— Task prompt —
Please rewrite these lines with "pixel location" replaced by "pixel coordinates" everywhere it occurs, keeping everything else the same.

----- Exercise materials

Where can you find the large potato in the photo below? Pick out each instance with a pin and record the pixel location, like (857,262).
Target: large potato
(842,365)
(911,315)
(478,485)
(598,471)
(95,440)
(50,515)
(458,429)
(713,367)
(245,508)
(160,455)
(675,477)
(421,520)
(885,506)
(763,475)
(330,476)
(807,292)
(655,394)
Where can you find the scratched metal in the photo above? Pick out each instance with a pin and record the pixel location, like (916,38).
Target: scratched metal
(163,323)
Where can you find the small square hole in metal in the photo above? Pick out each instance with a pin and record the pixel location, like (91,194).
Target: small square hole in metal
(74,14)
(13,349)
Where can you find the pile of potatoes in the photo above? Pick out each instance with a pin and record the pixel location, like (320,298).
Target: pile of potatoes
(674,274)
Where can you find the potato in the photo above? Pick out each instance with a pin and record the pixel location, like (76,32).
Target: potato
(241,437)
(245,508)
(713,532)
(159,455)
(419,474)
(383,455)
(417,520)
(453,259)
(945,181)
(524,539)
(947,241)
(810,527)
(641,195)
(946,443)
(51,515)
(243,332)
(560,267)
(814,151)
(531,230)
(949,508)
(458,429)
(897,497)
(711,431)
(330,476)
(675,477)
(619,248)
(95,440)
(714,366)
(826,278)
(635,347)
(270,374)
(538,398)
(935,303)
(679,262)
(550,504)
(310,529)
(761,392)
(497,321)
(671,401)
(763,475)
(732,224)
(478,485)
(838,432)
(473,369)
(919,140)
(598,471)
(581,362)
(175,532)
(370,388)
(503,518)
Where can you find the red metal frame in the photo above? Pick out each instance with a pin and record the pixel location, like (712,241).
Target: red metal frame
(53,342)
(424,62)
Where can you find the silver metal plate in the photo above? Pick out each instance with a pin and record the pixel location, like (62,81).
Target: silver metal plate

----------

— Written response —
Where can you find the large potato in the photo below? Pick out each instance with a pin and record the pixel coordinates, like (857,262).
Target: large potato
(842,365)
(911,315)
(478,485)
(598,471)
(95,440)
(50,515)
(458,429)
(713,367)
(245,508)
(160,455)
(675,477)
(421,520)
(885,506)
(763,475)
(330,476)
(807,292)
(655,394)
Where can you find the scratched metal in the photo above? Pick out each instance with a pin and record the pixel coordinates, like (916,38).
Target: scratched metal
(163,323)
Where can you find the small square hole in metal in the photo above? Pick out each instance with a pin and record the pixel coordinates, like (91,194).
Target: small square hole in metal
(74,14)
(13,349)
Where can you find the pile of potatoes in the photo above? Pick out each instance with a pin and record the pixel coordinates, like (320,298).
Target: pile of potatoes
(674,274)
Where can you find the potato in the photo above? Pick out each instance with a pin and record the pixel coordinates, like (76,32).
Target: potato
(241,437)
(245,508)
(713,532)
(159,455)
(419,474)
(383,455)
(417,520)
(453,259)
(945,181)
(524,539)
(947,241)
(810,527)
(641,195)
(946,443)
(51,515)
(243,332)
(560,267)
(814,151)
(531,230)
(949,508)
(458,429)
(897,497)
(711,431)
(330,476)
(675,477)
(619,248)
(95,440)
(714,366)
(826,278)
(635,347)
(270,374)
(538,398)
(935,303)
(679,262)
(550,504)
(310,529)
(761,392)
(497,321)
(671,401)
(763,475)
(732,224)
(478,485)
(838,432)
(473,369)
(919,140)
(598,471)
(581,362)
(175,532)
(370,388)
(503,518)
Where can you find the red metal frame in the photo above? Pick out each instance with a pin and record the pixel coordinates, like (712,241).
Target: red metal frame
(53,342)
(424,62)
Where can you find the silver metal plate in the photo above? Pick out each instance with a pin and record the pixel coordinates, like (62,81).
Target: silver metal plate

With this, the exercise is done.